[Point-based annotation data]
------------------------------------------------
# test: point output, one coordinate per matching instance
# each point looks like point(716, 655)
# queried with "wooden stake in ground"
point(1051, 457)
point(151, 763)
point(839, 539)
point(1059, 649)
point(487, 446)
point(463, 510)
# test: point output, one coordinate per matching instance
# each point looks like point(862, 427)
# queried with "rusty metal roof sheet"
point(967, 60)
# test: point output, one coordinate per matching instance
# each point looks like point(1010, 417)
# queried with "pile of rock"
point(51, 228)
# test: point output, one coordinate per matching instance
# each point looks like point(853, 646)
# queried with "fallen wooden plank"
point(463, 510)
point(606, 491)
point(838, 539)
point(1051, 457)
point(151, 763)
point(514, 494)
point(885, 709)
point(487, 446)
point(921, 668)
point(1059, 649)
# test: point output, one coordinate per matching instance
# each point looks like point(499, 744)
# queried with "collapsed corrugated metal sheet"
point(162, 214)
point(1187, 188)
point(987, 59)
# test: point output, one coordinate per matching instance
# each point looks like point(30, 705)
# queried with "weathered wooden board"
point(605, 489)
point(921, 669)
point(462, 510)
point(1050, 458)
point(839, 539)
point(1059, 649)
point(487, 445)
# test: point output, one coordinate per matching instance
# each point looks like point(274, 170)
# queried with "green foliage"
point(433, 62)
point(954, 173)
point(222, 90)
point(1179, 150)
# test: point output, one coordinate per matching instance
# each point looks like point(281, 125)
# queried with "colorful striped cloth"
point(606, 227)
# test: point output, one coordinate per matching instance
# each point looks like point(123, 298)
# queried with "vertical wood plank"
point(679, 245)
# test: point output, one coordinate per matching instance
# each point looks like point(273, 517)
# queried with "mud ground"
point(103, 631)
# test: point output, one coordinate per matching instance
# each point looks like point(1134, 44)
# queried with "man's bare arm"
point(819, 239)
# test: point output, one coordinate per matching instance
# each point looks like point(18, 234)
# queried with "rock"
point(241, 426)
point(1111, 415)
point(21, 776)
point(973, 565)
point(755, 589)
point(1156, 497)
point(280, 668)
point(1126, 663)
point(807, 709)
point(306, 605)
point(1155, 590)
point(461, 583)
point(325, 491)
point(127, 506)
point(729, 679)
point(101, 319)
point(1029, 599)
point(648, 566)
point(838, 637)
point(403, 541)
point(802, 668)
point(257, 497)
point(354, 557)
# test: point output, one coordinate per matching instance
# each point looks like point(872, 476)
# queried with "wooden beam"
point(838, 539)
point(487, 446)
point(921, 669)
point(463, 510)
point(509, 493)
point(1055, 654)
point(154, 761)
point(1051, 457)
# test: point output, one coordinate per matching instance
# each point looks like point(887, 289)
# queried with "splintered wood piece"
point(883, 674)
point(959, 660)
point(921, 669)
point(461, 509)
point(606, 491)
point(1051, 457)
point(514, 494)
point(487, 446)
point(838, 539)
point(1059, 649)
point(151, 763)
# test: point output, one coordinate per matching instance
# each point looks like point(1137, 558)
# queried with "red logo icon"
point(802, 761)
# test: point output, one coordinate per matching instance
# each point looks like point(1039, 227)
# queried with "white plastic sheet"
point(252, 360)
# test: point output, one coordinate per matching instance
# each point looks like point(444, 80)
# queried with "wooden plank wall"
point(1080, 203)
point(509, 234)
------------------------------------------------
▶ _Exercise directions_: Count the lines in the entries above that contain the string "wooden". Reply with the number only.

▶ _Task answer_: 5